# TASK STATEMENT
Reproduce the data below verbatim, line for line, with no changes.

# INPUT
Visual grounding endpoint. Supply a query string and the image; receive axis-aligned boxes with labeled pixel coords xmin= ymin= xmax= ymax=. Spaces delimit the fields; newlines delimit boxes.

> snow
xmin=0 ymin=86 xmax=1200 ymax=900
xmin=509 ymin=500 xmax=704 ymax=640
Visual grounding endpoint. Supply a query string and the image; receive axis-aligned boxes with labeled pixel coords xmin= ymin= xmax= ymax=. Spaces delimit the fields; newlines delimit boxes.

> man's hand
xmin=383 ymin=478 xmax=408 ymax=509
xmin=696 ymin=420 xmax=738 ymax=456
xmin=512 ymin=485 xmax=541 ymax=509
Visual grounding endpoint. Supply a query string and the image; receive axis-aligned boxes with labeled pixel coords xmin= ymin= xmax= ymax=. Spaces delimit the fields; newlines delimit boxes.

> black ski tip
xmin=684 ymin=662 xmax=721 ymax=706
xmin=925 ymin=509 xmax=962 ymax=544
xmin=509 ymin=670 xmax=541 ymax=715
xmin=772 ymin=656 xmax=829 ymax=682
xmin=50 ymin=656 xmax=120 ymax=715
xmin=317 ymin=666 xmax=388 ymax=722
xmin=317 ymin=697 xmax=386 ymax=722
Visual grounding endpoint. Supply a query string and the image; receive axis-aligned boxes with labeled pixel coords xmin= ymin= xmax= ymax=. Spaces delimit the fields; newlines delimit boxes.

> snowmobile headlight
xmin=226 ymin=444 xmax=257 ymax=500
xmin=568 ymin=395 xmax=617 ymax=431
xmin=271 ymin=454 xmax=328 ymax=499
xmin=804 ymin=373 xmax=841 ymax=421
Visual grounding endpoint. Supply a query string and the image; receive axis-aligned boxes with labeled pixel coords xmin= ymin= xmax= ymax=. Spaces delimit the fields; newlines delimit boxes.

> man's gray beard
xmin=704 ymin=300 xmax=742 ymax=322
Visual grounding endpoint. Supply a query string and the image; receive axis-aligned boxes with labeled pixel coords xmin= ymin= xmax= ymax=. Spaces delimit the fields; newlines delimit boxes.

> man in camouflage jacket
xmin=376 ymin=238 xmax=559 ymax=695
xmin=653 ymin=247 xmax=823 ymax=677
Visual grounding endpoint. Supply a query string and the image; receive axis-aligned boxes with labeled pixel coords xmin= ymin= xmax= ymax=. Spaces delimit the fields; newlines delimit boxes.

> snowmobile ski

# ANSWER TO THIS TASK
Visual grounding endpoint. Supply a query string and the image; receive axis-aligned boxes with labeled pixel coords xmin= ymin= xmax= ymax=. Spaces delimit the fields; newlines delimit boxes.

> snow
xmin=0 ymin=86 xmax=1200 ymax=900
xmin=509 ymin=500 xmax=704 ymax=640
Visual grounding endpoint. Supply a query string and the image; receive axis-aligned boxes with labeled pixel coords xmin= ymin= xmax= ymax=. Spaces delimit the fields; newlines delimit boxes.

> man's hand
xmin=383 ymin=478 xmax=408 ymax=509
xmin=696 ymin=420 xmax=738 ymax=456
xmin=512 ymin=485 xmax=541 ymax=509
Visual grounding endpoint. Supply a query string and the image; receive axis-aligned boxes with labeled pixel coords xmin= ymin= xmax= ymax=. Spaces delimit the fields; newlines delimit boxes.

> black ski tip
xmin=684 ymin=662 xmax=721 ymax=706
xmin=925 ymin=509 xmax=962 ymax=544
xmin=509 ymin=670 xmax=541 ymax=715
xmin=772 ymin=656 xmax=829 ymax=682
xmin=50 ymin=656 xmax=120 ymax=715
xmin=317 ymin=666 xmax=388 ymax=722
xmin=317 ymin=697 xmax=386 ymax=722
Visual grounding endpoint. Supply a query string and the image; receive axis-aligned boxes with labeled pixel coords xmin= ymin= xmax= ymax=. Spaces delimit the fields; newlines delimit boxes.

> snowmobile headlight
xmin=226 ymin=444 xmax=257 ymax=500
xmin=568 ymin=395 xmax=617 ymax=431
xmin=271 ymin=454 xmax=328 ymax=499
xmin=804 ymin=373 xmax=841 ymax=421
Visual grounding endpoint. Supply a query string and the image; receive axis-aligned boxes with labeled pixel coords xmin= ymin= xmax= ymax=. Spaces delimit the fields; newlines delimit boxes.

> man's gray beard
xmin=704 ymin=300 xmax=742 ymax=322
Visual grounding endpoint. Supply a query string and the image; receive axis-aligned boxes with labeled pixel coords xmin= ymin= xmax= ymax=. Spaces delimit the fields; newlines delimit boxes.

> man in camouflage jacket
xmin=376 ymin=238 xmax=559 ymax=695
xmin=653 ymin=247 xmax=823 ymax=677
Visual grounding endpoint. Supply a query string and the image; receive axis-aligned boxes with labeled pixel coords xmin= ymin= xmax= ymax=. Spaces delimit the fields; newlines delimit boxes.

> snowmobile ski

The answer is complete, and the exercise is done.